• _WHAT YOU WILL DO_:
Among the lines of the records, please find those that contain the word "grille" and copy them.

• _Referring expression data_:

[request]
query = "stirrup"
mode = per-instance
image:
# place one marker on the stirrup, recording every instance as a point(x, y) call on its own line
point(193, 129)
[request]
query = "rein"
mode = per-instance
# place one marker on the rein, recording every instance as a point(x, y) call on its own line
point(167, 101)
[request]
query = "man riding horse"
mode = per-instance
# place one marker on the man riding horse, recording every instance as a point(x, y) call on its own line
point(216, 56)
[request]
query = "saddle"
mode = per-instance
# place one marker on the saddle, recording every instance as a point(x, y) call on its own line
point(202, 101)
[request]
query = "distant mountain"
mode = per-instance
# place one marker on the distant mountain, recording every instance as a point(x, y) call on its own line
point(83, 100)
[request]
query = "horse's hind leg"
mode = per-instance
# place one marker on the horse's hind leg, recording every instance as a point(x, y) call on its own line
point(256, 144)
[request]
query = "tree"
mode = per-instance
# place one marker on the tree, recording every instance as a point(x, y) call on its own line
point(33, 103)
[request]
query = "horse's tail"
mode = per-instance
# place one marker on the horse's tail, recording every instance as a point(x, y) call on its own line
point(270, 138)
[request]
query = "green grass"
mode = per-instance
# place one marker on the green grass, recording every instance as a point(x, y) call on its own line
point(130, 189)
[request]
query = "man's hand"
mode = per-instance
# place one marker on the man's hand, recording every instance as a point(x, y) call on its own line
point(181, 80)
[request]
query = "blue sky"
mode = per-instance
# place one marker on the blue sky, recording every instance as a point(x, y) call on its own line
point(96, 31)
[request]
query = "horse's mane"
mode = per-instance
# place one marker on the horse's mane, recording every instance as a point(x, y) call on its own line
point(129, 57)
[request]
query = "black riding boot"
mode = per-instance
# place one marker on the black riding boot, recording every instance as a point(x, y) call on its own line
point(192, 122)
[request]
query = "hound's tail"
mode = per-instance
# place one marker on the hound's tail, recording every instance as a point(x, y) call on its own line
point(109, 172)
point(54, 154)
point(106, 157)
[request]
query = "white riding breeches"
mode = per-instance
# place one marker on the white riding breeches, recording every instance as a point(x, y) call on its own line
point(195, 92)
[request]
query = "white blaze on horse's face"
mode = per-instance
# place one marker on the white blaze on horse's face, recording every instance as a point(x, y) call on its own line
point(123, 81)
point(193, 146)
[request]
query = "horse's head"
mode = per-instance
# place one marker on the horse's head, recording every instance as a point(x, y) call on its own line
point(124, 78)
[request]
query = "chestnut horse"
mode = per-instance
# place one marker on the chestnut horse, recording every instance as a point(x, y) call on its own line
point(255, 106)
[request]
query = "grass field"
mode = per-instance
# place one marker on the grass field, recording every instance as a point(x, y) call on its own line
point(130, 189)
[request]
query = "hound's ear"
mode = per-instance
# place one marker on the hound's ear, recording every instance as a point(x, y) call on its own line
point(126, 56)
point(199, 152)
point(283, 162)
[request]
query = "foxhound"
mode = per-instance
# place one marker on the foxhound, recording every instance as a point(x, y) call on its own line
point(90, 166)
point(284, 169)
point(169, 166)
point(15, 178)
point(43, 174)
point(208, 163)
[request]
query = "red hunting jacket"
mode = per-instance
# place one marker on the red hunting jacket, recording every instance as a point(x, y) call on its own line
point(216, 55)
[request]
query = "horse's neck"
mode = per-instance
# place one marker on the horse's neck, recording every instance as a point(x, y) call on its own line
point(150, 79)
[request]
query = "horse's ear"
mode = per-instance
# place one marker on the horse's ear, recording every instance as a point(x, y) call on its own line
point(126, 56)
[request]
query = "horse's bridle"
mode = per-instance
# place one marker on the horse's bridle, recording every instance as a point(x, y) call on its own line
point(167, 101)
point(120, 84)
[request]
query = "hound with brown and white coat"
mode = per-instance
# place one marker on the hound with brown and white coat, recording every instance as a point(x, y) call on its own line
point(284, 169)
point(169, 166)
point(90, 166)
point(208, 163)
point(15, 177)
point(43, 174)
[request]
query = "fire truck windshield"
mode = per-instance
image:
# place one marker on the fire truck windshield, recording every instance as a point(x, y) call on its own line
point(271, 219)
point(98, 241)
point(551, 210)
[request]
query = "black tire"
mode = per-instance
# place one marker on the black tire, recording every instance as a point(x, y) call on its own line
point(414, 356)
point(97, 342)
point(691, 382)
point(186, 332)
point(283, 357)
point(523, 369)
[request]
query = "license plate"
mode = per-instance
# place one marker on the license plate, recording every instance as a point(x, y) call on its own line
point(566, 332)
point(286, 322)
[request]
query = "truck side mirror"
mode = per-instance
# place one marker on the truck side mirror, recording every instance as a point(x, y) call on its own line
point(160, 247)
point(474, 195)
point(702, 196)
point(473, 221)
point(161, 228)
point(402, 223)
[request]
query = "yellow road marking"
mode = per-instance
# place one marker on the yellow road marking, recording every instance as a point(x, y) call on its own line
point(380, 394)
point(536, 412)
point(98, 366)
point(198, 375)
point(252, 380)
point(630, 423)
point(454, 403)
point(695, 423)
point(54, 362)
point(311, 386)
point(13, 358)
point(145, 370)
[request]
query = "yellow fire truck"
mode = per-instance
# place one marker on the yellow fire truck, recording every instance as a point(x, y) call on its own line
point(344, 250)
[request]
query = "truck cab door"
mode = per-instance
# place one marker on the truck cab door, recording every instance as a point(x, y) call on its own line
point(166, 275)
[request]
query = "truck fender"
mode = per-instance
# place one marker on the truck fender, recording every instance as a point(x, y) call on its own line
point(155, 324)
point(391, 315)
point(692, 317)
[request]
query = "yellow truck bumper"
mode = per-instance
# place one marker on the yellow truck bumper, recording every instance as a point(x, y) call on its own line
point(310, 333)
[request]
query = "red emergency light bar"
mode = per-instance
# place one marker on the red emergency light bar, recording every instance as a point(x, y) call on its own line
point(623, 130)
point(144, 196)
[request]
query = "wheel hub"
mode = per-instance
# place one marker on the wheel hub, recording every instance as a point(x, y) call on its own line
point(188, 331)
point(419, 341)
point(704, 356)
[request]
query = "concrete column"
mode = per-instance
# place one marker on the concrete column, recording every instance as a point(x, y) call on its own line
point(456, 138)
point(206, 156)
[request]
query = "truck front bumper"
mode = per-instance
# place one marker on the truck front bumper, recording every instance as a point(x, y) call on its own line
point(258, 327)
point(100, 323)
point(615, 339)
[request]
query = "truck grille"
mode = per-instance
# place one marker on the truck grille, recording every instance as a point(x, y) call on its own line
--
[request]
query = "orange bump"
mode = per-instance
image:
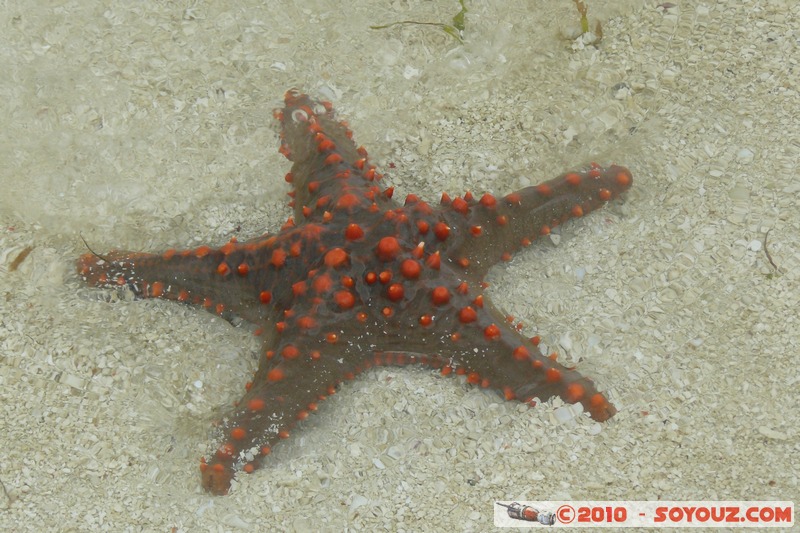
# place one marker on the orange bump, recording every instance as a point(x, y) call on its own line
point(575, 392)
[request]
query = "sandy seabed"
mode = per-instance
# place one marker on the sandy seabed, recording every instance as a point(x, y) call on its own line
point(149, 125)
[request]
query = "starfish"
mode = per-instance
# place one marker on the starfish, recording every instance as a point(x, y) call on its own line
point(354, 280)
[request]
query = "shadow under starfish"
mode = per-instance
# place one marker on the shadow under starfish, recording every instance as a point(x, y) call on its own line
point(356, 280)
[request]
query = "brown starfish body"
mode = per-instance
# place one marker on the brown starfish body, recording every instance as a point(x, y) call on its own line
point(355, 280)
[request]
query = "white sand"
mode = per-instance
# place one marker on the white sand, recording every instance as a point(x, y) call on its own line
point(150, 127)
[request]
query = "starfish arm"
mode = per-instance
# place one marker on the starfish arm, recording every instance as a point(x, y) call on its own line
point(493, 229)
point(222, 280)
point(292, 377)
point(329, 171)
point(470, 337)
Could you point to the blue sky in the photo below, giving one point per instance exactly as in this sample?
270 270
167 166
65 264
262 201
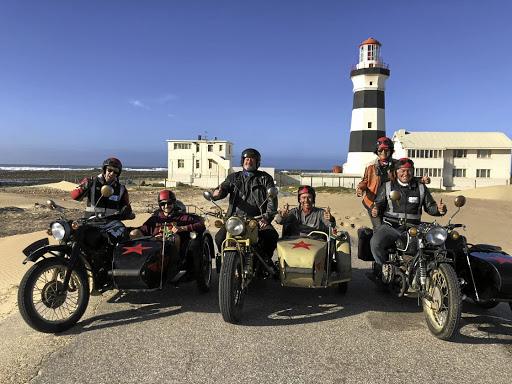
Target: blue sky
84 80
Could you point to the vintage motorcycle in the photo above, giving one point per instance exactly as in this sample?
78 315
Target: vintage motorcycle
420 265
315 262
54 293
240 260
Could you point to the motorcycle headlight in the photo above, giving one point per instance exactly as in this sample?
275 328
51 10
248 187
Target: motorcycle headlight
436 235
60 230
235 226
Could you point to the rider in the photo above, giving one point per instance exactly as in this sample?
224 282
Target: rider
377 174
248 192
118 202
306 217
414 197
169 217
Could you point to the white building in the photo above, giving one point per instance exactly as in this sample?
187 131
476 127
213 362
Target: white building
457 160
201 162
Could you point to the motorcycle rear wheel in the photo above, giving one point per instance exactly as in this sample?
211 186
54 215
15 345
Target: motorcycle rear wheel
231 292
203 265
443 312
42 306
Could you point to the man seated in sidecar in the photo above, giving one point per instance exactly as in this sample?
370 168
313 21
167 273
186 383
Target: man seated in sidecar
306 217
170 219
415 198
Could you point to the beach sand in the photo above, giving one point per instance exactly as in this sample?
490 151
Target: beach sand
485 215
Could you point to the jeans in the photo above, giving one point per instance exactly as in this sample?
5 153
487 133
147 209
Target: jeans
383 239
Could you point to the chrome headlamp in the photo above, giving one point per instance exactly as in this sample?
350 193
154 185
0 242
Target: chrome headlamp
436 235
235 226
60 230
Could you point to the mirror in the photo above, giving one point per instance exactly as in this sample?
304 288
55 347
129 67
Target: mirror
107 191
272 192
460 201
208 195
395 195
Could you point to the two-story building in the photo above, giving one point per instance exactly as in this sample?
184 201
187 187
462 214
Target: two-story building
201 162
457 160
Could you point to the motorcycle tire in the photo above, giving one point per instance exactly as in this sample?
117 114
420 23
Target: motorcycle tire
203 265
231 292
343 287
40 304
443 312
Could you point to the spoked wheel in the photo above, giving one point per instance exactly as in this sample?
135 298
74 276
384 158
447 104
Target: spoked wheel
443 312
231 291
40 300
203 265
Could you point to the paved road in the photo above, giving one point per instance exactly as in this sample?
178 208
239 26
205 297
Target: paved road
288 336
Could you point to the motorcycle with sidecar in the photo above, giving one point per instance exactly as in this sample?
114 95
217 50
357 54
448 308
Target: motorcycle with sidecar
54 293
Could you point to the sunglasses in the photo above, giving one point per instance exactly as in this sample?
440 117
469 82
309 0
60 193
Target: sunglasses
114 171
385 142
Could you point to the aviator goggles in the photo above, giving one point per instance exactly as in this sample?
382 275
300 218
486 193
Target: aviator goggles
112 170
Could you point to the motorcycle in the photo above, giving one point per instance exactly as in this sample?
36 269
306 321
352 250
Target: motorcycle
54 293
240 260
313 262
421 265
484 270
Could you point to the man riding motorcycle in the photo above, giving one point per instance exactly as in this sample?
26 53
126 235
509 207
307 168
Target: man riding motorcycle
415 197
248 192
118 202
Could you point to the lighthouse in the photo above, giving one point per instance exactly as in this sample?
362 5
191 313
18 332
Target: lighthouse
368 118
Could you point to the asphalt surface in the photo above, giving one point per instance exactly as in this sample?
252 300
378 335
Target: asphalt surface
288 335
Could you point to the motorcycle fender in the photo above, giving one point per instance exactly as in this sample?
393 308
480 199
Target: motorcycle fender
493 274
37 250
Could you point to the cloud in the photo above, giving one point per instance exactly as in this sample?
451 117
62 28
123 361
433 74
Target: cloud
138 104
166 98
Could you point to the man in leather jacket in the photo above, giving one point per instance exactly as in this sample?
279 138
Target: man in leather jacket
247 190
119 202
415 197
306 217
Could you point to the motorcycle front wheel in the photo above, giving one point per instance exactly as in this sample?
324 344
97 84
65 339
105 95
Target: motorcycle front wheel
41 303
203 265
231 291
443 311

• _SOLUTION BELOW_:
query = "truck grille"
# place one marker on the truck grille, recording every instance as a point(x, y) call on its own line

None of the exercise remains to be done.